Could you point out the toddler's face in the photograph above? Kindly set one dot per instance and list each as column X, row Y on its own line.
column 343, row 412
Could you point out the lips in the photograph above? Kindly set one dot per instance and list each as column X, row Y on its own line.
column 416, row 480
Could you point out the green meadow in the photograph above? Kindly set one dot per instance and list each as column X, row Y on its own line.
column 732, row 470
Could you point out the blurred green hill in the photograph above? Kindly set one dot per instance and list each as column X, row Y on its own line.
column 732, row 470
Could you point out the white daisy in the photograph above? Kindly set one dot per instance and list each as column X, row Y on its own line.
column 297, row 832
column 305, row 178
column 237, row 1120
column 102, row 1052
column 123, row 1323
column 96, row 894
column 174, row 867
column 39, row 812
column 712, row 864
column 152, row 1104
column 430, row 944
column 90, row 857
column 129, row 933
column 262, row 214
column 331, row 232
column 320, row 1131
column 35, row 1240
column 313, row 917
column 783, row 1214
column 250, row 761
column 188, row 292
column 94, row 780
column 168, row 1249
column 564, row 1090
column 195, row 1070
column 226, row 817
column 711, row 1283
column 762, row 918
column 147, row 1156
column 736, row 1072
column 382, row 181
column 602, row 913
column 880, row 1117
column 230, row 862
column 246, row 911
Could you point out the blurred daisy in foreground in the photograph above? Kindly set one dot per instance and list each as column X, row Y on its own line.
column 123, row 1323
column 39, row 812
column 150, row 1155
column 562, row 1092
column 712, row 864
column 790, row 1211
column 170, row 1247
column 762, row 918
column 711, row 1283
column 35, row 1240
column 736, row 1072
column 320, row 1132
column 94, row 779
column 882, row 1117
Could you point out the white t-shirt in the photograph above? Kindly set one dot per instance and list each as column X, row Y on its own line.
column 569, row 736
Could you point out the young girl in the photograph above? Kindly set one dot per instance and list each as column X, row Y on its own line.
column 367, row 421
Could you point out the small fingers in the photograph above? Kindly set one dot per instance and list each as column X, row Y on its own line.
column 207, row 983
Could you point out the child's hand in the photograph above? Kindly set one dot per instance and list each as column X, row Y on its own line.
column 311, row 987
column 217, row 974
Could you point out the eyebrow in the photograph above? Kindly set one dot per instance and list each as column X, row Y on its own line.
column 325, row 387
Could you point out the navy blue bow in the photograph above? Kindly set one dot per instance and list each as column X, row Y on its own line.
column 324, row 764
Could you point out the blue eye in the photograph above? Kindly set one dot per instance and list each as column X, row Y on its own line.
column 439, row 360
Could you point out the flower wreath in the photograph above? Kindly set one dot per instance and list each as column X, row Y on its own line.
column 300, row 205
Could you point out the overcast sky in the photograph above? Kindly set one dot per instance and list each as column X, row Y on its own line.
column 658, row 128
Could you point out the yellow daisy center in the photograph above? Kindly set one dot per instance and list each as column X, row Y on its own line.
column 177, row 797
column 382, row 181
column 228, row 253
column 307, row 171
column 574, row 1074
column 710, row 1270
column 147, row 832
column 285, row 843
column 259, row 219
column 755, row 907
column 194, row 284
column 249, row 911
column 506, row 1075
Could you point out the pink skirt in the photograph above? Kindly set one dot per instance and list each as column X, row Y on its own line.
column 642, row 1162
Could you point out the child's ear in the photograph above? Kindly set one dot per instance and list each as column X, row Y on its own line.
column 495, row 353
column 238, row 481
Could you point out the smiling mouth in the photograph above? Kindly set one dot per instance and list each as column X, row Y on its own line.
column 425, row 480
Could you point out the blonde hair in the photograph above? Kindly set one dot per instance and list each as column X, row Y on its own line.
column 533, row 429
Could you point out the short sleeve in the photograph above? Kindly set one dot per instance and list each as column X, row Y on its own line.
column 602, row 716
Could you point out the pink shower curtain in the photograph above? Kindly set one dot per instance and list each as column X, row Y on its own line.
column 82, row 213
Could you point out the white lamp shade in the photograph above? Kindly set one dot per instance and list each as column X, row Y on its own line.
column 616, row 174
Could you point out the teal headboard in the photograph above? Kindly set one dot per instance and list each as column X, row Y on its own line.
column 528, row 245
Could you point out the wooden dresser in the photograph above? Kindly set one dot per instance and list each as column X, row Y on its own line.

* * * * * * *

Can you give all the records again with every "Kindly" swapped for "Please" and nothing else changed?

» **Task response**
Could you point out the toddler's face in the photograph above? Please set one dot per instance and list each as column X, row Y on its own line.
column 343, row 412
Could you point out the lips in the photograph above? Please set one dot per instance and list each as column X, row Y on its own line.
column 416, row 480
Could you point out the green meadow in the photograph above? Please set one dot per instance and list each as column X, row Y on its own line.
column 732, row 470
Could you point out the blurred green hill in the photograph above? Please set one dot per instance and list each as column X, row Y on its own line.
column 732, row 470
Could you point out the white daisy in the photograph above? Please set one dot per instance and list each as column X, row Y on its own line.
column 297, row 832
column 305, row 178
column 237, row 1120
column 102, row 1052
column 123, row 1323
column 96, row 894
column 174, row 867
column 39, row 812
column 712, row 864
column 152, row 1104
column 430, row 944
column 90, row 857
column 129, row 933
column 262, row 214
column 331, row 232
column 320, row 1131
column 35, row 1240
column 313, row 917
column 783, row 1214
column 250, row 761
column 188, row 292
column 94, row 780
column 168, row 1249
column 564, row 1090
column 195, row 1070
column 226, row 817
column 711, row 1283
column 762, row 918
column 147, row 1156
column 736, row 1072
column 382, row 181
column 602, row 913
column 880, row 1117
column 230, row 862
column 246, row 911
Could you point out the blurred daisy in foreground in the photograph above? Please set one dot per instance and list each as column X, row Y on its own line.
column 123, row 1323
column 39, row 812
column 150, row 1155
column 562, row 1092
column 712, row 864
column 790, row 1211
column 170, row 1247
column 762, row 918
column 711, row 1283
column 35, row 1240
column 736, row 1072
column 320, row 1132
column 94, row 779
column 882, row 1117
Could you point out the white t-shirt in the photograph above? Please set one dot per instance and list each as column X, row Y on its own line.
column 569, row 736
Could you point out the young girl in the photograph above? Please set one dot per instance and list each as column X, row Y on its own line.
column 367, row 421
Could you point out the small fingers in the photograph above? Please set one dot per instance and list each as column X, row Y on its own line.
column 207, row 983
Could you point out the child's hand in the photograph above? Please set one dot per instance and list each as column X, row Y on its own line.
column 311, row 987
column 217, row 974
Could you point out the eyebrow in the photograph above? Please set one dot per instance and list each as column X, row Y on its own line.
column 325, row 387
Could you point out the navy blue bow in the photograph above? Please set one dot per instance and list each as column X, row Y on its own line.
column 324, row 764
Could you point out the blue eye in the photograph above? Please set one dot per instance and list each as column X, row Y on its own line.
column 439, row 360
Could you point out the flower wreath in the photograph above? Please set one dot per instance and list each as column X, row Y on its own line.
column 300, row 205
Could you point out the overcast sky in the photograph above? Please set one dot per instance and list each as column X, row Y on its own line.
column 658, row 128
Could you point out the yellow daisy center in the photograph above? Please set one dot per instance and list each as column X, row Y on its own line.
column 177, row 797
column 382, row 181
column 228, row 253
column 307, row 171
column 574, row 1074
column 710, row 1270
column 147, row 832
column 285, row 843
column 259, row 219
column 755, row 907
column 194, row 284
column 249, row 911
column 506, row 1075
Could you point out the pink skirt in the photograph above? Please set one dot per instance and list each as column X, row Y on its own line.
column 642, row 1162
Could you point out the child's ear in the photograph above? Please set one dot per instance and list each as column X, row Y on its own line.
column 495, row 353
column 238, row 481
Could you point out the smiling mouth in the photograph above? Please set one dot per instance and list each as column X, row Y on its own line.
column 425, row 480
Could you point out the blonde hair in the photograph above? Please set one dot per instance and list each as column X, row Y on its own line.
column 533, row 429
Could you point out the short sleeve in the photograph above? Please set one dot per instance and list each as column X, row Y on its own line.
column 602, row 716
Could you point out the pink shower curtain in the photograph above? Please set one dot per instance and list each as column X, row Y on its own line.
column 82, row 213
Could you point out the white lamp shade in the photograph above? Please set one dot per instance and list each as column X, row Y on its own line.
column 616, row 174
Could you point out the teal headboard in the photograph above? Please set one dot per instance and list each as column X, row Y on its own line.
column 528, row 245
Could you point out the wooden dresser in the photograph above? Please set one dot per instance and list each as column X, row Y on its own line.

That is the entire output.